[start]

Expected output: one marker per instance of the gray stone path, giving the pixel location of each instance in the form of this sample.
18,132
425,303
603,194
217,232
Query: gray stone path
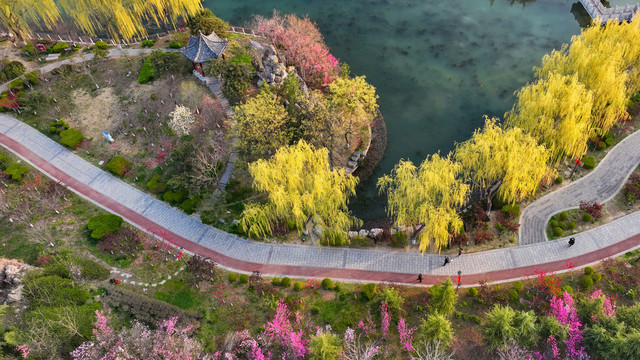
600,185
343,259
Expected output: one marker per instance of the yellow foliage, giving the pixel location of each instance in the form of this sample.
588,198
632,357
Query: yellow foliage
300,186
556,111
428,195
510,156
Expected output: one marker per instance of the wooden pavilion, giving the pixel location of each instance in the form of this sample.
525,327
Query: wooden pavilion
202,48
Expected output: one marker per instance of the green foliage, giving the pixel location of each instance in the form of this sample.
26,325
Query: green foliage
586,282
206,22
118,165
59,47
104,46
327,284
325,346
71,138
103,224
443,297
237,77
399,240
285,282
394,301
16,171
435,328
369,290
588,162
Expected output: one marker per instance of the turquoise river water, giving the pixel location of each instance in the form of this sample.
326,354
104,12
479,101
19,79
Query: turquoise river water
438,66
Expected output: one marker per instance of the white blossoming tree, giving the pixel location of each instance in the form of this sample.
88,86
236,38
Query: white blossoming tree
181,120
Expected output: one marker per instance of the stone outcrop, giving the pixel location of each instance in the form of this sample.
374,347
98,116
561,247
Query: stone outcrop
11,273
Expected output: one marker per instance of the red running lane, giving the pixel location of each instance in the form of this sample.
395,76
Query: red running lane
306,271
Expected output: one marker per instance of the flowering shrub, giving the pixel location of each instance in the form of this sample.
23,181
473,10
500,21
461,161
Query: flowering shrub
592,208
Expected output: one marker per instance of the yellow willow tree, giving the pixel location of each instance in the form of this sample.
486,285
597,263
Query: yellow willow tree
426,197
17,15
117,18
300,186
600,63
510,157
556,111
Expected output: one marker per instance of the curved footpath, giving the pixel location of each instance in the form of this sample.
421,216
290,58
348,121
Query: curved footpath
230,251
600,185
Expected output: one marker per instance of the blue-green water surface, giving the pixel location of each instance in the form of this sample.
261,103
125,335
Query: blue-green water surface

[end]

SET EXERCISE:
Every record gets retyped exactly; no picture goes into the copy.

SOLUTION:
Expected output: one marker per instance of the gray stone path, giving the pixel location of each instance in the form of this sample.
18,132
425,303
603,194
217,232
Query: gray stone path
600,185
343,259
Expected output: one marker per instance of the yellow foliage, giving the pixel location of each instance in the form of this sample.
588,198
632,357
Query: yellow foliage
300,186
556,111
428,195
510,156
Expected output: one marker per instance of the wooden pavilion, giving the pixel location of each instance in the form of this sample.
525,327
Query: wooden pavilion
202,48
Expected output: one marker per instance of the green foliage, giving the pixel location of each instance in the form of this sample.
26,325
Query: green foliage
586,282
206,22
118,165
59,47
104,46
327,284
325,346
71,138
103,224
443,297
237,77
399,240
285,282
394,301
16,171
435,328
369,290
588,162
Expected output: one marker per instance of the turquoise river water, giving the pixel location of each instance in the form of this sample.
326,354
104,12
479,101
19,79
Query: turquoise river water
438,66
Expected output: one marker per instance of the white blossoming tree, giving the pixel location of each instance in the form of this sample.
88,86
236,38
Query: white blossoming tree
181,120
Expected output: one marker per instance of the stone outcrop, giving the pixel location of each instance in the form of this sample.
374,347
98,116
561,247
Query: stone outcrop
11,273
Expected output: one marker per instance of the red running lane, giving the pixel location of each instance in the form of this sample.
395,76
Query: red running lane
306,271
Expected output: one marker per instance of the flowering shrub, giving the pixel location of each instance in the form of this sample.
23,181
473,10
500,21
461,161
Query: flowering shrub
592,208
Expected output: one marker per instance of the yellow willow tree, giving the pixel location of each instance in the form of this sample.
486,285
597,263
Query: yellow willow tree
426,197
17,15
117,18
300,186
600,63
510,157
556,111
Expected output: one marker per instance of the curved footpath, giving the pixel location of each instance in the form of this sample.
421,216
290,58
348,121
Query: curved footpath
230,251
600,185
Expected output: one marker per instance of the blue-green water surface, giving the pixel location of each instance in the form of this sample.
261,103
125,335
Query: blue-green water surface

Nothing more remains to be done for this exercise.